Problem details:
Copy every entry exactly.

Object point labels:
+++++
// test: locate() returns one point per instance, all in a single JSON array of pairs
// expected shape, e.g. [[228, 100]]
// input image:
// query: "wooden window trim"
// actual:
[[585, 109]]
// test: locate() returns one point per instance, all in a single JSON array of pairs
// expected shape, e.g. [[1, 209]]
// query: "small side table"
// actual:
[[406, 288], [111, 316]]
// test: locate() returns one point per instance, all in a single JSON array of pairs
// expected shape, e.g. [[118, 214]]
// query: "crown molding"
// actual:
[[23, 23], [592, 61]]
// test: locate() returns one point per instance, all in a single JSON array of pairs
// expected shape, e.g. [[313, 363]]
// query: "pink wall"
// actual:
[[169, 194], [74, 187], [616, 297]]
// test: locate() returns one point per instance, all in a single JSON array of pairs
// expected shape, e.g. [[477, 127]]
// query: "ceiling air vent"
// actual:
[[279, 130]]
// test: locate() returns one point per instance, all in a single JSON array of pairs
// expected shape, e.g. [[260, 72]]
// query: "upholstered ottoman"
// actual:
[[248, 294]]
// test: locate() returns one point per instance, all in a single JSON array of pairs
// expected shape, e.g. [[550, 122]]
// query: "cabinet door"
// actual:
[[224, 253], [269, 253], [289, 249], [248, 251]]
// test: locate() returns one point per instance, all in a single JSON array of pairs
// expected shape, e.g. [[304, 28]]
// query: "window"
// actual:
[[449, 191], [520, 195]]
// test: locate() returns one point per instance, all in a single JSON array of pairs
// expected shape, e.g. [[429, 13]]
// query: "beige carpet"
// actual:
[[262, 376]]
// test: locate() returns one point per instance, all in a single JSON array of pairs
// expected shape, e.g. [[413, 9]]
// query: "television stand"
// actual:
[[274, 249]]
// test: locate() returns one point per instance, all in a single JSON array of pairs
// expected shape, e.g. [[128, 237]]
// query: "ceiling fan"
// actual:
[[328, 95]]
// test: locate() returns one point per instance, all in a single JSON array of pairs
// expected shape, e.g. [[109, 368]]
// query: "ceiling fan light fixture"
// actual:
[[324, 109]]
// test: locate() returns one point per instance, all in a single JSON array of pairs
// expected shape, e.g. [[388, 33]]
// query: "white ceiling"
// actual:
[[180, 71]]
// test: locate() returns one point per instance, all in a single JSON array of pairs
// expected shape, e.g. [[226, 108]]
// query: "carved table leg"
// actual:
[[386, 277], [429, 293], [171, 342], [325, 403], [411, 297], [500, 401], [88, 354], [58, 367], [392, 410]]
+++++
Solution to this task:
// test: locate() returns one point per instance, all in a single JSON array of pairs
// expected shape, e.g. [[228, 100]]
// input image:
// query: "wooden window trim"
// actual:
[[585, 109]]
// test: locate() returns one point per instance, all in a single JSON array of pairs
// expected shape, e.g. [[1, 209]]
// query: "small side table"
// actual:
[[406, 288], [111, 316]]
// test: locate() returns one point per instance, all in a single JSON array of pairs
// expected shape, e.g. [[118, 214]]
// query: "crown molding"
// actual:
[[23, 23], [592, 61]]
// test: locate() returns one point per instance, all in a single JSON array of pairs
// expected shape, e.g. [[313, 363]]
// query: "pink wall"
// actual:
[[169, 194], [74, 187], [616, 297]]
// test: locate() returns one point per instance, all in a single JSON array of pairs
// expected shape, e.g. [[477, 127]]
// query: "ceiling air vent"
// actual:
[[279, 130]]
// test: locate() returns one point per instance, all in a single JSON array of pairs
// expected shape, e.g. [[260, 72]]
// query: "upholstered ottoman"
// actual:
[[248, 294]]
// test: locate() returns one point per instance, all in a single JSON array of pairs
// expected shape, e.g. [[550, 122]]
// query: "cabinet door"
// actual:
[[224, 253], [269, 253], [289, 249], [248, 251]]
// test: locate() returns one point per instance, all in a single JSON array of pairs
// expected shape, e.g. [[304, 28]]
// query: "window"
// actual:
[[449, 191], [520, 195]]
// test: locate() returns one point per instance, all in a single JSON array of pairs
// expected shape, e.g. [[429, 13]]
// query: "beige carpet"
// actual:
[[262, 376]]
// test: locate() returns one point per instance, all in a single JSON array of pairs
// expected shape, e.g. [[413, 9]]
// query: "television stand"
// actual:
[[274, 249]]
// test: locate() returns one point per instance, all in a single JSON array of pairs
// expected shape, e.g. [[128, 237]]
// query: "ceiling fan"
// actual:
[[328, 95]]
// test: locate() returns one point per instance, all in a single JSON array of pairs
// expected shape, e.g. [[109, 368]]
// query: "ceiling fan light fixture"
// actual:
[[324, 109]]
// test: locate() returns one point per instance, all in a single JSON array of pairs
// expected shape, e.g. [[388, 33]]
// query: "white ceiling"
// actual:
[[180, 71]]
// test: locate() returns one point per instance, all in a single JSON array of pairs
// expected shape, e.g. [[226, 108]]
// query: "carved table leg"
// actual:
[[386, 277], [429, 293], [171, 342], [325, 403], [411, 297], [500, 401], [88, 354], [58, 367], [392, 410]]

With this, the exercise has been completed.